## To-do list
[A] Set down the barrister profile below word for word from "He has particular" to "Court of Appeal.".
[B] According to the barrister profile below, since what year has Vinesh been recommended by Legal 500 and Chambers and Partners as an expert in public law?
[C] Render this sentence from the barrister profile below into Spanish: "He has established a reputation as a practitioner with a careful eye for detail."

## Passage provided
Vinesh is recognised as a leading junior. His practice focuses on areas of public law, and commercial matters, with a particular emphasis upon claims and appeals in respect of VAT and Duties.
He has particular expertise in Judicial Reviews and Appellate work and has dealt with numerous landmark cases in his specialist areas, with a number of cases that have been reported concerning high profile, and complex issues of law. He often leads legal teams in complex cases before higher courts. He has appeared on behalf of HMRC in a number of high value, fact, and document heavy appeals, arising from missing trader fraud. He has established a reputation as a practitioner with a careful eye for detail.
Vinesh has been recommended, since 2011, by Legal 500 and Chambers and Partners as an expert in the field of public law.
Vinesh acts for variety of clients and routinely appears in the First-tier Tribunal, Upper Tribunal, High Court and the Court of Appeal.
Vinesh is Junior Counsel to The Crown Panel of Counsel for Government work – B Panel.
Ranked in Immigration Law and described as having impressive experience before the Administrative Court and the Upper Tribunal with respect to immigration law cases. He is knowledgeable across the full spectrum of immigration, including country guidance, immigration detention and claims involving extended family members. "He is a very experienced barrister. His advocacy is very effective and his paperwork is meticulous."
Chambers and Partners 2019
Ranked as a leading Junior in Public Law and described as ‘Thorough and pragmatic.’
Legal 500 2019
Ranked as a leading junior in Administrative and Public Law. "He made a complex process very straightforward and simple. He is able to grasp points at issue and deliver advice promptly. He has a broad knowledge of his topic”; "His advocacy is of the highest order”.
Chambers and Partners 2018
Newcastle Upon Tyne University -v- HMRC  S.T.I. 307
The appellant university appealed against decisions of HMRC concerning the VAT payable on commission payable by it to overseas agents. Commission payable by a university to overseas agents for recruiting students from outside the EU was subject to VAT under the reverse charge procedure. However, VAT was not payable in the period up to 1 January 2010, when the place-of-supply rule in Directive 2006/112 art.43 was available to the university.

## Entries shown
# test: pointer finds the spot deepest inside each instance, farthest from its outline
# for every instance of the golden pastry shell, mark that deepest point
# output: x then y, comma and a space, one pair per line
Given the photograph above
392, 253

## Response list
[A]
He has particular expertise in Judicial Reviews and Appellate work and has dealt with numerous landmark cases in his specialist areas, with a number of cases that have been reported concerning high profile, and complex issues of law. He often leads legal teams in complex cases before higher courts. He has appeared on behalf of HMRC in a number of high value, fact, and document heavy appeals, arising from missing trader fraud. He has established a reputation as a practitioner with a careful eye for detail.
Vinesh has been recommended, since 2011, by Legal 500 and Chambers and Partners as an expert in the field of public law.
Vinesh acts for variety of clients and routinely appears in the First-tier Tribunal, Upper Tribunal, High Court and the Court of Appeal.

[B] Since 2011.

[C] Se ha labrado una reputación como profesional con una mirada atenta al detalle.